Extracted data

────────────────

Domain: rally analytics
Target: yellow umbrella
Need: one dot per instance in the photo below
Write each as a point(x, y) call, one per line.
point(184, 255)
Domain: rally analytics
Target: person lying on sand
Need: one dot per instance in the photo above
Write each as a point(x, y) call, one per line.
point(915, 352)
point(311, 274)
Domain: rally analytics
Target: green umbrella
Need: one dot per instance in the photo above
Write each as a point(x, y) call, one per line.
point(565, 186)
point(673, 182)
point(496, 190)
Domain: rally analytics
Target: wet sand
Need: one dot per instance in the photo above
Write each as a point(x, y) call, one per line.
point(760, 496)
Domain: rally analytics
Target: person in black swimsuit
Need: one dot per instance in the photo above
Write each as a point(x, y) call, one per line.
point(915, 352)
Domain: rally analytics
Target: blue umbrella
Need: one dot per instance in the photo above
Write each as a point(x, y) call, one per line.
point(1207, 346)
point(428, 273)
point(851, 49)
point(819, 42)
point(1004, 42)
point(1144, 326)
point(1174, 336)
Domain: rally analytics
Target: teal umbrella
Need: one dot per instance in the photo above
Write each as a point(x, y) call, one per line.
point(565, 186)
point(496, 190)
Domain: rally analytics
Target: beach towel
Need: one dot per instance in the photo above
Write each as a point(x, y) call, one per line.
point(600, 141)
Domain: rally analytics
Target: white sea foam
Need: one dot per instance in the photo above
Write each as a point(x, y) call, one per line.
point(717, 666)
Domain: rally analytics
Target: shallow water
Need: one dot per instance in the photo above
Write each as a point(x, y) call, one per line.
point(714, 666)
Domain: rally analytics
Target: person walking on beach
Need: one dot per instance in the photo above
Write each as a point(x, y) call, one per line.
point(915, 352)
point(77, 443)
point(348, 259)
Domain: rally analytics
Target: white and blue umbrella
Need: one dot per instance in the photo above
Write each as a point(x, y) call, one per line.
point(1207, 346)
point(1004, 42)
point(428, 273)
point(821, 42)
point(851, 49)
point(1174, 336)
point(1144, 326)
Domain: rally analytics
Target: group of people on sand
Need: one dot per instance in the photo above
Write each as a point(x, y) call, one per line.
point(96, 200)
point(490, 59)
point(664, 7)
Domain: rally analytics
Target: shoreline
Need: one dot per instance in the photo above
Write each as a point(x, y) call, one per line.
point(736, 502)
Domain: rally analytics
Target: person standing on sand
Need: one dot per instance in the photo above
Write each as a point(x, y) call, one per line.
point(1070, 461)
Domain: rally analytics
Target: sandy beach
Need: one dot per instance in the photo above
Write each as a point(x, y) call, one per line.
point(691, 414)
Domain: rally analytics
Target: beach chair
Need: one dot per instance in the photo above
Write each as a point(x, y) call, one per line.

────────────────

What you have to do
Edit the data above from its first line through the line containing "point(348, 259)", inclusive, replacing "Target" with "Object" and leaving everything else unchanged.

Response
Domain: rally analytics
Object: yellow umbrella
Need: one dot per instance in the photo below
Write each as a point(x, y) call, one per line.
point(184, 255)
Domain: rally analytics
Object: person lying on sand
Need: one dot per instance in the photo above
Write each as a point(x, y) call, one per line.
point(915, 352)
point(311, 274)
Domain: rally analytics
Object: green umbrella
Need: one dot per instance in the photo above
Write each as a point(x, y) call, one per line.
point(565, 186)
point(673, 182)
point(496, 190)
Domain: rally analytics
Object: wet sand
Need: one dot per instance in the photo above
Write each as a point(x, y) call, one per line.
point(760, 496)
Domain: rally analytics
Object: person in black swimsuit
Need: one dot per instance in the photo above
Write each as a point(x, y) call, one per line.
point(915, 352)
Domain: rally analytics
Object: blue umbrella
Need: one dot per instance in the photo above
Write each as a point(x, y) call, one per line.
point(1207, 346)
point(428, 273)
point(851, 49)
point(819, 42)
point(1004, 42)
point(1144, 326)
point(1174, 336)
Domain: rally analytics
Object: teal umbrella
Need: one dot per instance in the photo above
Write each as a point(x, y) call, one per line.
point(565, 186)
point(496, 190)
Domain: rally analytics
Object: beach towel
Need: one dot per instance in the photo above
Write each as a point(x, y) call, one per line.
point(600, 141)
Domain: rally analytics
Object: white sea foam
Need: one dot per instance in the photo above
Write each as a point(x, y) call, one per line.
point(717, 666)
Domain: rally analytics
Object: shallow water
Need: one dot per instance in the photo above
Write each as a point(x, y) call, one per line.
point(714, 666)
Domain: rally analytics
Object: person walking on beach
Need: one dot per instance in the photo above
Write each as a point(x, y) call, one per line.
point(915, 352)
point(77, 443)
point(348, 259)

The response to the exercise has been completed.